*Task list*:
**a.** Echo the portion of the Michigan ballot access guide that opens with the words containing "Context (why this" and closes with "access (GOP candidates)".
**b.** According to the Michigan ballot access guide, what paper size and orientation should the petition form use?

*Source excerpt*:
** begin **
Context (why this still matters beyond the primary)
Even if your campaign is Republican, independent/minor-party filings can affect general-election ballot composition and downstream messaging. This guide stays strictly on the BOE major-party manual process.

Source authority: Michigan Bureau of Elections petition manual approved July 31, 2025 (plus Michigan Election Law citations included inside the manual). This guide preserves the manual’s instructions but improves readability, flow, and navigation.

Last updated for this page: Manual approved July 31, 2025. Always confirm any subsequent BOE updates before filing.

Campaign workflow for ballot access (GOP candidates)

A practical campaign sequence that tracks the manual’s requirements and how reviews occur in practice.

1

Confirm your office + nomination method

Petition (most offices) vs convention nomination (some statewide offices). Identify whether a $100 filing fee option applies.

2

Confirm where you must file

Secretary of State vs County Clerk depends on district geography (single-county vs multi-county districts).

3

Lock the petition form layout before collecting

Heading completion + warnings + font sizes + 8.5×14 landscape + correct certificate language are “fatal defect” territory.

4

Train circulators and run quality control

Most signature loss is preventable: address format, city/township entry, date-of-signing (not DOB), and the circulator certificate.

5

File early and file surplus (without exceeding the maximum)

The manual urges campaigns to gather more than the minimum. The law also sets a maximum number that may be filed.

6

Prepare for canvass and challenges

Sampling, FOIA copies, and challenges follow structured procedures and timelines (see “Canvass & challenges”).

Campaign reality check (manual-consistent)
Even with professional collection, expect some invalid signatures and possible sheet invalidations. Build margin into your plan.

2026 election dates & filing deadlines (Appendix A)

2026 election dates (manual Appendix A)
** end **
*Point labeling examples*:
** begin **
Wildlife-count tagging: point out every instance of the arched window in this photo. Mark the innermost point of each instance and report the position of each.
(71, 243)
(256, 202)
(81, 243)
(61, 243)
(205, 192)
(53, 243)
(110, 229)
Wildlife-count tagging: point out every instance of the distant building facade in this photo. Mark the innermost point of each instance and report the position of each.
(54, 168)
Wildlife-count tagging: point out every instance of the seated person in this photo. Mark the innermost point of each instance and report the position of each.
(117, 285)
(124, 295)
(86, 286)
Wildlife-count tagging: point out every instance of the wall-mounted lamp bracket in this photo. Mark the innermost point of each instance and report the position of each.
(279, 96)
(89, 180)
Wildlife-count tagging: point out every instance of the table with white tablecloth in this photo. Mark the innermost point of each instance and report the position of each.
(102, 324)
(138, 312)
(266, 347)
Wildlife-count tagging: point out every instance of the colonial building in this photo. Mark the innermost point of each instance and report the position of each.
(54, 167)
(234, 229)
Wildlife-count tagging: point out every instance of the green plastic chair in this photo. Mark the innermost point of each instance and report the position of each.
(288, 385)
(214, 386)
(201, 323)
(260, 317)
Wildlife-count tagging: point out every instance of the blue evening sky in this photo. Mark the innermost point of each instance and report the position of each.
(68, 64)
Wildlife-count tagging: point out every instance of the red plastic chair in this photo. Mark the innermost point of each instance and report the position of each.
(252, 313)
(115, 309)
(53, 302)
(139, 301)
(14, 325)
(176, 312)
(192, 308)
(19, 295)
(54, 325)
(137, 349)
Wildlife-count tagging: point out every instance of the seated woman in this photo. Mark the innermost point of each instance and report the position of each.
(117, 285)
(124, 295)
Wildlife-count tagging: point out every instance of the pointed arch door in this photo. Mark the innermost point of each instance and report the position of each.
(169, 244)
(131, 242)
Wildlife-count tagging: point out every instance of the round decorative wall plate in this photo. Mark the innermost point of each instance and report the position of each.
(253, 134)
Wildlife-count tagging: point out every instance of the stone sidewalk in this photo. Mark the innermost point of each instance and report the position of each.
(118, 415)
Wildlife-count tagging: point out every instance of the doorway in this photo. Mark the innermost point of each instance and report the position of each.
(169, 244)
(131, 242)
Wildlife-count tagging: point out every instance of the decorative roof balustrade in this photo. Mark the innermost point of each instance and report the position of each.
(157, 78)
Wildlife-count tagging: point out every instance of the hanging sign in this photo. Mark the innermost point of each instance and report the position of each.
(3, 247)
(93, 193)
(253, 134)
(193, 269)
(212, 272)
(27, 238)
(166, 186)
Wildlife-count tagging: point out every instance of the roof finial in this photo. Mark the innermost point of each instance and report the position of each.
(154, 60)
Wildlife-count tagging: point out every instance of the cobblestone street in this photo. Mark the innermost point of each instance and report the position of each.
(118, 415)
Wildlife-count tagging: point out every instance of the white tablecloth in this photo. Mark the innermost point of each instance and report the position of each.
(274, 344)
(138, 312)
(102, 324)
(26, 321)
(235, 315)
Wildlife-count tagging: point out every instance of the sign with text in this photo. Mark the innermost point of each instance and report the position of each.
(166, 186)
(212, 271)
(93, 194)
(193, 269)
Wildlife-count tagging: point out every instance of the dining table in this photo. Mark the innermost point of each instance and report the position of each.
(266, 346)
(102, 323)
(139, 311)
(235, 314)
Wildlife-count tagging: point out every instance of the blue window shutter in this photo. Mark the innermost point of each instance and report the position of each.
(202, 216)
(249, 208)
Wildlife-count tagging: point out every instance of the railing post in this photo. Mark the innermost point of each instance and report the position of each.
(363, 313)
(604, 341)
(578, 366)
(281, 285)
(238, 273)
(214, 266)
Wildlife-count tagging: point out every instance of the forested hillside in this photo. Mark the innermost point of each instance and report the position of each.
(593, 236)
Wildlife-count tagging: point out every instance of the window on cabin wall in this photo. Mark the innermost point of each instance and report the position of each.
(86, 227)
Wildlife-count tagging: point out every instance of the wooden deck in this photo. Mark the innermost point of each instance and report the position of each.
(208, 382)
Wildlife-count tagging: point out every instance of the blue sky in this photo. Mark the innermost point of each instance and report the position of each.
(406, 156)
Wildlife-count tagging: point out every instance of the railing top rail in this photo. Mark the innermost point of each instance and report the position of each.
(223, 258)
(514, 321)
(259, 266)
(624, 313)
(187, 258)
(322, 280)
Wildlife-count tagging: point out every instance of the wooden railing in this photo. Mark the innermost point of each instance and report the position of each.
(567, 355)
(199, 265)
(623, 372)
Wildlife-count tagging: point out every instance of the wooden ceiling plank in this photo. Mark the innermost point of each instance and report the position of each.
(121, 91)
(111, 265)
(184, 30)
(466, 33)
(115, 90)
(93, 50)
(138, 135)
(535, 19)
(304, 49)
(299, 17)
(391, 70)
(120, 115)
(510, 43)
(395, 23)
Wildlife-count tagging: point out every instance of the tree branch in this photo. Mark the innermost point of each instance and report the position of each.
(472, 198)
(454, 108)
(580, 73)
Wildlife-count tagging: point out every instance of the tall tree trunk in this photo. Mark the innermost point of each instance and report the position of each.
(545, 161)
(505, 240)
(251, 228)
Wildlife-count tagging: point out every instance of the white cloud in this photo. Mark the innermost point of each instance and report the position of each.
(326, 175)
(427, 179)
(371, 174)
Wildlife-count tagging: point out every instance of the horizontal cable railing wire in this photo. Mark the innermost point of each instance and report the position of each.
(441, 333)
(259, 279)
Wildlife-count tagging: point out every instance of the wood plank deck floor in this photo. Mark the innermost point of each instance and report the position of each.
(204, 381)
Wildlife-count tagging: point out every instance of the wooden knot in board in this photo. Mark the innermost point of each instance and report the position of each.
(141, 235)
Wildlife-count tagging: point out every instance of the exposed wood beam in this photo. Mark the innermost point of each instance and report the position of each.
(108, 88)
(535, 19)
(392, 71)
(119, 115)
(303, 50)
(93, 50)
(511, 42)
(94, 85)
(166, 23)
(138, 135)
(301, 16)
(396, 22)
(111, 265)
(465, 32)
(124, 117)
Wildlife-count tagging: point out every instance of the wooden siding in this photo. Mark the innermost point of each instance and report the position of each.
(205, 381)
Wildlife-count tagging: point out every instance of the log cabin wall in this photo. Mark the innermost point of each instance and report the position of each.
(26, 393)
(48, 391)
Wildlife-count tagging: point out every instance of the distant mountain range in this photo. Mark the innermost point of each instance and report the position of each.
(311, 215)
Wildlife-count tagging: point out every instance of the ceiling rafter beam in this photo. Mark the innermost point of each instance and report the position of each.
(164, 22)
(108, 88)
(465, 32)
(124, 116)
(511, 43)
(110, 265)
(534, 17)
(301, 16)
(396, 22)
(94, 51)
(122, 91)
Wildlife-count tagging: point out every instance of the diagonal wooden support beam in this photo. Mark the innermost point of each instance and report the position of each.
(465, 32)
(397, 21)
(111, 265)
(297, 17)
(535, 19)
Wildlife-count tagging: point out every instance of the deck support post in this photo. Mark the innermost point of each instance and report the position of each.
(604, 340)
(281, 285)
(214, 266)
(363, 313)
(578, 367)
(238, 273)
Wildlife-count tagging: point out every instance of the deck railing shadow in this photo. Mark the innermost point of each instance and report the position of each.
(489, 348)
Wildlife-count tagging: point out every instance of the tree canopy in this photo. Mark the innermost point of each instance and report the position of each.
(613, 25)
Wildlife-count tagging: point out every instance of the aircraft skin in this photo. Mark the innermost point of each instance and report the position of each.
** end **
*Answers to the tasks*:
**a.**
Context (why this still matters beyond the primary)
Even if your campaign is Republican, independent/minor-party filings can affect general-election ballot composition and downstream messaging. This guide stays strictly on the BOE major-party manual process.

Source authority: Michigan Bureau of Elections petition manual approved July 31, 2025 (plus Michigan Election Law citations included inside the manual). This guide preserves the manual’s instructions but improves readability, flow, and navigation.

Last updated for this page: Manual approved July 31, 2025. Always confirm any subsequent BOE updates before filing.

Campaign workflow for ballot access (GOP candidates)

**b.** 8.5×14 landscape